**EXCERPTED DATA**

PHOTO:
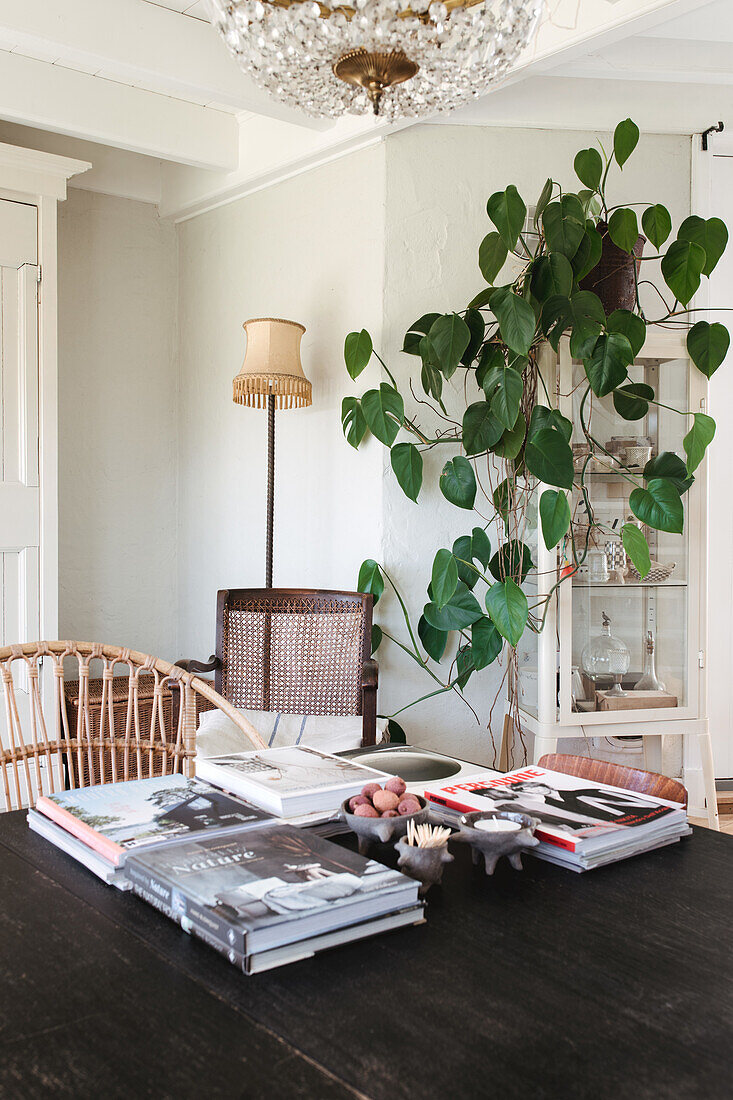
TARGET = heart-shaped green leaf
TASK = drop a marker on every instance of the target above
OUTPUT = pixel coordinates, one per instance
(630, 326)
(606, 365)
(507, 211)
(637, 548)
(625, 139)
(708, 345)
(458, 482)
(487, 642)
(512, 559)
(711, 234)
(516, 319)
(698, 439)
(669, 465)
(352, 420)
(370, 579)
(623, 229)
(555, 516)
(434, 640)
(384, 413)
(481, 428)
(657, 224)
(459, 613)
(492, 256)
(407, 464)
(681, 268)
(551, 275)
(564, 229)
(357, 352)
(416, 331)
(507, 609)
(589, 167)
(548, 457)
(449, 338)
(658, 505)
(632, 400)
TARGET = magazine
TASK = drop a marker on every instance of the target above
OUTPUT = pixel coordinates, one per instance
(584, 818)
(291, 780)
(259, 889)
(115, 818)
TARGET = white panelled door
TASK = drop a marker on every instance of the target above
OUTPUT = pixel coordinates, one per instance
(20, 515)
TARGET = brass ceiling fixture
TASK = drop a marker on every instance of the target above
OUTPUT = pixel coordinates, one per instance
(400, 58)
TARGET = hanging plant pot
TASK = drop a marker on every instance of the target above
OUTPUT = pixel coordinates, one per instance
(612, 278)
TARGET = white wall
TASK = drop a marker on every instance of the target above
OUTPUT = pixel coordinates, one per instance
(308, 250)
(117, 418)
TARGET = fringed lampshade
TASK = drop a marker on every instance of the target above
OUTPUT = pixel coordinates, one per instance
(272, 365)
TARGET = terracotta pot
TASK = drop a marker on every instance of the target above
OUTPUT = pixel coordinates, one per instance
(612, 278)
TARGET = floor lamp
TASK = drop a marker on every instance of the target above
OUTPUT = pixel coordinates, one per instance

**WORK ITEM**
The answer must be every line of the data that holds the word "white".

**TASK RESPONSE**
TARGET = white panelled door
TARGET = white wall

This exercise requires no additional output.